_TASK REQUIREMENTS_. Write the next part of the Heike Lätzsch field hockey profile, picking up right after its final line.

_PASSAGE PROVIDED_.
++++
Heike Lätzsch

Personal information
- Born: 19 December 1973 (age 52) Braunschweig, Lower Saxony, West Germany

Sport
- Sport: Field hockey
- Position: Striker

Senior career
- Years: Team / Caps / Goals
- –: Braunschweiger THC / - / -
- 0000–1993: Eintracht Braunschweig / - / -
- 1993–1998: RTHC Bayer Leverkusen / - / -
- 1998–: Rot-Weiss Köln / - / -

National team
- Years: Team / Caps / Goals
- 1990–2004: Germany / 250 / (41)

Medal record
Women's field hockey
Representing Germany
Olympic Games
| Gold medal – first place | 2004 Athens | Team competition |
| Silver medal – second place | 1992 Barcelona | Team competition |
World Cup
| Bronze medal – third place | 1998 Utrecht | Team Competition |
Champions Trophy
| Silver medal – second place | 1991 Berlin | Team Competition |
| Silver medal – second place | 1997 Berlin | Team Competition |
| Silver medal – second place | 2000 Amstelveen | Team Competition |
| Bronze medal – third place | 1993 Amstelveen | Team competition |
| Bronze medal – third place | 1999 Brisbane | Team Competition |
European Nations Cup
| Silver medal – second place | 1999 Cologne | Team Competition |
| Bronze medal – third place | 1995 Amstelveen | Team Competition |

= Heike Lätzsch =

German field hockey player (born 1973)
++++
_SOURCE MATERIAL_.
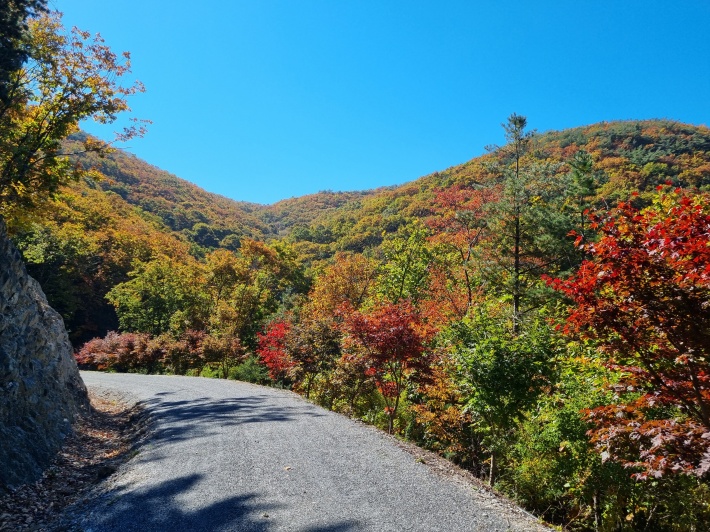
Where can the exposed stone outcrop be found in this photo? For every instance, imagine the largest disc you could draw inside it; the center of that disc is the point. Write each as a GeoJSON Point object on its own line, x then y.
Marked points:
++++
_THE RESULT_.
Heike Wedekind (née Lätzsch, born 19 December 1973 in Braunschweig, Lower Saxony) is a former field hockey striker from Germany, who won the gold medal with the Women's National Team at the 2004 Summer Olympics in Athens, Greece.

She made her international debut in 1990 at the age of sixteen at the World Cup in Sydney, Australia. After having played in four consecutive Summer Olympics, starting in 1992, Lätzsch retired in 2004, after the Athens Games. In total, she represented Germany in 250 matches.

She is a fully qualified lawyer and a certified data protection officer, and currently works as a data protection consultant and lead of the Cologne office of the company datenschutz süd GmbH.

==International senior tournaments==
- 1990 - World Cup, Sydney (8th place)
- 1991 - European Nations Cup, Brussels (2nd place)
- 1992 - Summer Olympics, Barcelona (2nd place)
- 1994 - World Cup, Dublin (4th place)
- 1995 - European Nations Cup, Amstelveen (3rd place)
- 1995 - Champions Trophy, Mar del Plata (4th place)
- 1995 - Olympic Qualifying Tournament, Cape Town (3rd place)
- 1996 - Summer Olympics, Atlanta (6th place)
- 1997 - Champions Trophy, Berlin (2nd place)
- 1998 - World Cup, Utrecht (3rd place)
- 1999 - Champions Trophy, Brisbane (3rd place)
- 1999 - European Nations Cup, Cologne (2nd place)
- 2000 - Olympic Qualifying Tournament, Milton Keynes (3rd place)
- 2000 - Champions Trophy, Amstelveen (2nd place)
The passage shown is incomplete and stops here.